▶ **Entries provided**

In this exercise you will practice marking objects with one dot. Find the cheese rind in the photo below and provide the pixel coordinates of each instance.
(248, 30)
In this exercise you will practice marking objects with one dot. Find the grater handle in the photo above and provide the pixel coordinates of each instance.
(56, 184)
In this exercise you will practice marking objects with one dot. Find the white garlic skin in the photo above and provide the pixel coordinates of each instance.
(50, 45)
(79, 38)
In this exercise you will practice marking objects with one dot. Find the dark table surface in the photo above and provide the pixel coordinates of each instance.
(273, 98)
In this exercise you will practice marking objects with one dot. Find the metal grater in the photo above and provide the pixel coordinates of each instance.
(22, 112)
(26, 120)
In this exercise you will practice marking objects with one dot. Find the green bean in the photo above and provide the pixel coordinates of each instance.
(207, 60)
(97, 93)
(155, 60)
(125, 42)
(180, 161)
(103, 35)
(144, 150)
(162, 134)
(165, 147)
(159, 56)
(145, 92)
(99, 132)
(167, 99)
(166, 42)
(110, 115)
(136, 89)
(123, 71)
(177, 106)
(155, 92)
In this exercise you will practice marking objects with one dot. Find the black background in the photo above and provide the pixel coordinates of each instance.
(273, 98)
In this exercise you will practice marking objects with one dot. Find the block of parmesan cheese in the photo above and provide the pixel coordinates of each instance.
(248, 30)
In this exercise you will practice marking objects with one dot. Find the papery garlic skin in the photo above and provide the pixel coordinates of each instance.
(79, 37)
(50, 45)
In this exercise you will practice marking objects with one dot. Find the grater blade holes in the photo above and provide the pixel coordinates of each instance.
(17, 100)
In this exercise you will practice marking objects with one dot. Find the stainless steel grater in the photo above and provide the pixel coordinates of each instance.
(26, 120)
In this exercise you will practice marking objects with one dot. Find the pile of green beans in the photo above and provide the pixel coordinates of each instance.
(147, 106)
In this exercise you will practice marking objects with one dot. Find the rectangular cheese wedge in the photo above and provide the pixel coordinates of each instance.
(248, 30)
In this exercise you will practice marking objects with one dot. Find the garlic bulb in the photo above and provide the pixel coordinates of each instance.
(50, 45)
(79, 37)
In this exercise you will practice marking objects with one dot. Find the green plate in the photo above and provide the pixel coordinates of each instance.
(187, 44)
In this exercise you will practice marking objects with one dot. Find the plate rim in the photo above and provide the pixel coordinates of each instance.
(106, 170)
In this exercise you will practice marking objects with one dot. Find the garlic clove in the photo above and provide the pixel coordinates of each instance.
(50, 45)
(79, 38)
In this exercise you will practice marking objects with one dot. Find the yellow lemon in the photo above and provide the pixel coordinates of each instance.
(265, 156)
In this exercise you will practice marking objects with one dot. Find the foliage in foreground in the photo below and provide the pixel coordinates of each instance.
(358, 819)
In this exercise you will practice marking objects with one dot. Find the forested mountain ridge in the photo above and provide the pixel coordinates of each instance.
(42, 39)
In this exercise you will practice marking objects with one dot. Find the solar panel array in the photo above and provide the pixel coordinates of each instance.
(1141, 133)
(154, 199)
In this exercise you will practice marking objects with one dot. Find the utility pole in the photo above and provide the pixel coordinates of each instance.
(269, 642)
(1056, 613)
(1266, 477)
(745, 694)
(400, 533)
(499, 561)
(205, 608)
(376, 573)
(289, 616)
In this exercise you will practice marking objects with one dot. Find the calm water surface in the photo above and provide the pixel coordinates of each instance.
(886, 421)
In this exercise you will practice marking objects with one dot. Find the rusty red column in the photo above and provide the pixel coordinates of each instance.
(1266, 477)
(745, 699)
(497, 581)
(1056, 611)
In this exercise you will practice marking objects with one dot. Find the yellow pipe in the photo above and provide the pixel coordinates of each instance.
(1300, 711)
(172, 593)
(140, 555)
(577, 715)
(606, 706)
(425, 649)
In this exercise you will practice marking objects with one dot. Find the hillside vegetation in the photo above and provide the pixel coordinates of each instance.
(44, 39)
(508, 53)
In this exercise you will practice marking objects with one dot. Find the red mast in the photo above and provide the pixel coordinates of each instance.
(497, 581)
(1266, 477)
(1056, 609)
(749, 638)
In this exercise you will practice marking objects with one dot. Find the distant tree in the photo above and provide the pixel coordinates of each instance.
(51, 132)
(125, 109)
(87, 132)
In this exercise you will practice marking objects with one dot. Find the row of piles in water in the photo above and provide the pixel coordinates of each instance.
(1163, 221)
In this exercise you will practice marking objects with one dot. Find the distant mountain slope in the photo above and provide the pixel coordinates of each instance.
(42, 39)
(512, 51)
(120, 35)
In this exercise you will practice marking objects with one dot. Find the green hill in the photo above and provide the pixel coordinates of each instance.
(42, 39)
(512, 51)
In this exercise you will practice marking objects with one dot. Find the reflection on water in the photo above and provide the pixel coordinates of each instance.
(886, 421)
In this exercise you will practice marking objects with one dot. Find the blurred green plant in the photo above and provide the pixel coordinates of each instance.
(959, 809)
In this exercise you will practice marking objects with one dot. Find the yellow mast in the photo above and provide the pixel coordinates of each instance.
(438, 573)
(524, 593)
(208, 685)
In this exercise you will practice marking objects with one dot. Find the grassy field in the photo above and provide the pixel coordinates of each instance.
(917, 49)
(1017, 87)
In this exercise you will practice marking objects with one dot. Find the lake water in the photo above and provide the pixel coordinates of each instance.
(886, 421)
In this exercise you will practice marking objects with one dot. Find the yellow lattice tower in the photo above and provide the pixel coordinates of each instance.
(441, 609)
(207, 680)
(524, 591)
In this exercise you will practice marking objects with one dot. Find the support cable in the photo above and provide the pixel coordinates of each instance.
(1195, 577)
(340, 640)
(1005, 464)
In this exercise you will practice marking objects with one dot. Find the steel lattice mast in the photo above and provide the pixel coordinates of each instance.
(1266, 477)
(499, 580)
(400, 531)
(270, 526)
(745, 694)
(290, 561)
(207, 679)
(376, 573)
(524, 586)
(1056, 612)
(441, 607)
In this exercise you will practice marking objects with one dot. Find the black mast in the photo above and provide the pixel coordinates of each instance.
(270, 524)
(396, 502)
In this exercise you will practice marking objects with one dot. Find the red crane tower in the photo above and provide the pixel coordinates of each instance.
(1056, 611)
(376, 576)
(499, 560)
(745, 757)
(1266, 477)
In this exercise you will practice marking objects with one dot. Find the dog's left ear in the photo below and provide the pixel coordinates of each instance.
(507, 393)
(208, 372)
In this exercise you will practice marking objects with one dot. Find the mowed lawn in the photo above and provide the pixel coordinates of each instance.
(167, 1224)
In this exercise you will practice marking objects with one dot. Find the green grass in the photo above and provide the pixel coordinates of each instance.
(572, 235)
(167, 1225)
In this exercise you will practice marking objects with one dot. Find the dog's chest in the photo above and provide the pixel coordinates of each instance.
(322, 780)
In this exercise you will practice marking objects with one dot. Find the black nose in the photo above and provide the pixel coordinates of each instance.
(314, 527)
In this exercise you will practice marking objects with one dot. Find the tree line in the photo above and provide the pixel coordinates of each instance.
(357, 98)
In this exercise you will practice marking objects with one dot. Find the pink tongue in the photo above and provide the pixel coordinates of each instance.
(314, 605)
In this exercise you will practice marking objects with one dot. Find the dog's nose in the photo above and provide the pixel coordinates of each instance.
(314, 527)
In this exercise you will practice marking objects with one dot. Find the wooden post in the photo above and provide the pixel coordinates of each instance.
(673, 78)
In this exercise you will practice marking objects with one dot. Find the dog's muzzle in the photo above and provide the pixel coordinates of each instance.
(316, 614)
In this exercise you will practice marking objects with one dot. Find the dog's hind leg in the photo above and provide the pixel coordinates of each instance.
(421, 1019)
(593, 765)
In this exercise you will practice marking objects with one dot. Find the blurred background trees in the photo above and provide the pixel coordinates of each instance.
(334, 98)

▶ **Task to carry out**
Exactly as written above, reproduce all of the entries.

▶ **The answer**
In this exercise you will practice marking objects with one dot. Find the cheese rind in the photo below and provide the pixel coordinates of each instance.
(248, 30)
In this exercise you will practice marking objects with one dot. Find the grater handle in the photo above and provide the pixel coordinates of each instance.
(56, 184)
In this exercise you will practice marking objects with one dot. Find the white garlic skin in the photo above and provide the pixel coordinates of each instance.
(50, 45)
(79, 38)
In this exercise you will practice marking objects with one dot. Find the dark table surface in the photo above and provide the pixel coordinates of each instance.
(273, 98)
In this exercise you will practice marking objects with one dot. Find the metal grater in the photo above and provide the pixel coordinates of each instance.
(22, 112)
(26, 120)
In this exercise you will practice marking objects with one dot. Find the green bean in the photo above and provide the pixel coordinates of each instance.
(207, 60)
(97, 93)
(155, 60)
(125, 42)
(180, 161)
(103, 35)
(144, 150)
(162, 134)
(165, 147)
(159, 56)
(145, 92)
(99, 132)
(167, 99)
(166, 42)
(110, 115)
(136, 89)
(123, 71)
(177, 106)
(155, 92)
In this exercise you will practice marking objects with one dot. Find the black background in the photo above and provide the pixel coordinates of each instance.
(273, 98)
In this exercise you will practice marking objects with one dot. Find the block of parmesan cheese in the photo above and provide the pixel coordinates of each instance.
(248, 30)
In this exercise you will practice marking objects with one dot. Find the papery garlic skin in the photo above and provide the pixel coordinates of each instance.
(79, 37)
(50, 45)
In this exercise you will practice marking objects with one dot. Find the grater blade holes in the photo above and provide the pixel coordinates of each instance.
(17, 100)
In this exercise you will practice marking objects with one dot. Find the stainless steel grater in the photo above and provide the pixel coordinates of each instance.
(26, 120)
In this exercise you will practice marking objects with one dot. Find the pile of green beans in the photo above and provide the pixel coordinates of each instance.
(147, 106)
In this exercise you will practice marking objects with one dot. Find the rectangular cheese wedge in the photo above and provide the pixel coordinates of each instance.
(248, 30)
In this exercise you will practice marking objects with one dot. Find the garlic bulb in the photo above and provide the pixel coordinates of each instance.
(50, 45)
(79, 37)
In this exercise you will practice marking objects with one dot. Find the green plate in the photo above and provide the pixel coordinates of each instance.
(187, 44)
In this exercise you will practice marking objects with one dot. Find the plate rim in the photo above and provide the pixel coordinates of each instance.
(106, 170)
In this exercise you will practice marking objects with one dot. Find the garlic clove in the photo above and provide the pixel coordinates of each instance.
(50, 45)
(79, 38)
In this exercise you will practice marking objects with one dot. Find the yellow lemon in the photo above and provide the pixel coordinates of each instance.
(265, 156)
In this exercise you will practice marking objects with one dot. Find the foliage in foreground in the photo below and provide the pixel coordinates of each instance.
(358, 819)
In this exercise you will practice marking objects with one dot. Find the forested mountain ridge in the photo above and provide the pixel coordinates of each instance.
(42, 39)
In this exercise you will practice marking objects with one dot. Find the solar panel array in the photo above and provide the pixel coordinates of each instance.
(1141, 133)
(154, 199)
In this exercise you will practice marking objects with one dot. Find the utility pole in the photo above and provide the pixel coordinates of each instance.
(269, 642)
(1056, 613)
(1266, 477)
(745, 694)
(400, 533)
(499, 561)
(205, 608)
(376, 573)
(289, 616)
In this exercise you will practice marking objects with one dot. Find the calm water surface in the photo above and provide the pixel coordinates of each instance.
(886, 421)
In this exercise you will practice marking objects with one dot. Find the rusty red column in the photo above and provide the pixel coordinates of each instance.
(1266, 477)
(745, 699)
(497, 581)
(1056, 611)
In this exercise you will practice marking objects with one dot. Find the yellow pipe in the photo above and provide the pixel coordinates of each instance.
(1300, 711)
(172, 593)
(140, 555)
(577, 715)
(606, 706)
(425, 649)
In this exercise you will practice marking objects with one dot. Find the hillside vegetation in the photo above and provide the pixel coordinates of each instance.
(44, 39)
(508, 53)
In this exercise you will practice marking objects with one dot. Find the red mast in the photo above and provide the pixel coordinates of each instance.
(497, 581)
(1266, 477)
(1056, 609)
(749, 638)
In this exercise you will practice marking objects with one dot. Find the distant tree in the photo above and provide the pixel coordinates of each instance.
(51, 132)
(125, 109)
(87, 132)
In this exercise you will practice marking objects with one dot. Find the row of piles in water in the photo above and provide the pixel coordinates of each instance.
(1163, 221)
In this exercise you will practice marking objects with one dot. Find the distant mountain slope in the photo above and provide the pixel coordinates of each instance.
(42, 39)
(512, 51)
(120, 35)
In this exercise you will practice marking objects with one dot. Find the green hill in the photo above and provide the pixel coordinates of each instance.
(42, 39)
(512, 51)
In this exercise you will practice marking objects with one dot. Find the reflection on water in the photo above and provide the pixel coordinates of each instance.
(886, 421)
In this exercise you will practice marking objects with one dot. Find the blurred green plant in the photo above and provide the pixel coordinates of each instance.
(959, 809)
In this exercise you will practice marking objects with one dot. Find the yellow mast in the photo above and provide the pixel coordinates of each instance.
(438, 573)
(524, 593)
(208, 685)
In this exercise you will practice marking objects with one dot. Find the grassy field in the photo above and provide the pixel coordinates of each instance.
(917, 49)
(1017, 87)
In this exercise you will practice marking objects with one dot. Find the lake water in the photo above and provide the pixel coordinates of each instance.
(886, 421)
In this exercise you will practice marking objects with one dot. Find the yellow lattice tower in the photo above and provide the pixel coordinates of each instance.
(441, 609)
(207, 680)
(524, 591)
In this exercise you will practice marking objects with one dot. Find the support cable in the photo above and provide the pixel coordinates of each instance.
(1195, 577)
(340, 640)
(1005, 464)
In this exercise you will practice marking objects with one dot. Find the steel lattice mast in the photo above and provide the pixel coordinates of each instance.
(1266, 477)
(499, 580)
(400, 531)
(270, 526)
(745, 694)
(290, 561)
(207, 679)
(376, 573)
(524, 586)
(1056, 612)
(441, 607)
In this exercise you will practice marking objects with one dot. Find the black mast in the photo above and provide the pixel coordinates of each instance.
(270, 524)
(396, 502)
In this exercise you will practice marking objects with one dot. Find the red crane tower in the photo above and provide the pixel coordinates of each instance.
(1056, 611)
(376, 576)
(499, 560)
(745, 757)
(1266, 477)
In this exercise you will practice marking objects with one dot. Find the dog's left ear in the photo below and provide the pixel coordinates of each instance.
(507, 393)
(208, 372)
In this exercise you will practice marking objects with one dot. Find the mowed lawn in the photo above and provide the pixel coordinates of each instance.
(167, 1224)
In this exercise you will practice marking objects with one dot. Find the green grass in the photo above and provide the pixel coordinates of each instance.
(572, 235)
(167, 1225)
In this exercise you will practice marking objects with one dot. Find the dog's chest in the photo above and provide the pixel coordinates of each instance.
(322, 780)
In this exercise you will practice marking objects with one dot. Find the black nose in the photo above and provide the pixel coordinates of each instance.
(314, 527)
In this exercise you will practice marking objects with one dot. Find the tree line in the photo above and provide the pixel coordinates of each instance.
(357, 98)
In this exercise you will practice marking objects with one dot. Find the pink tongue in the photo above and provide the pixel coordinates of each instance.
(314, 605)
In this exercise you will practice marking objects with one dot. Find the dog's nose in the photo above and provide the pixel coordinates of each instance.
(314, 527)
In this exercise you will practice marking objects with one dot. Find the wooden post in the photo above and provide the pixel coordinates of each instance.
(673, 78)
In this exercise you will practice marking objects with one dot. Find the dog's muzzle in the photo above and provide the pixel coordinates of each instance.
(316, 614)
In this exercise you will practice marking objects with one dot. Find the dog's hind leg in the photo above and provide the pixel coordinates of each instance.
(421, 1019)
(593, 765)
In this exercise you will practice marking objects with one dot. Find the blurred background trees in the photo above and provide the pixel coordinates of each instance.
(334, 98)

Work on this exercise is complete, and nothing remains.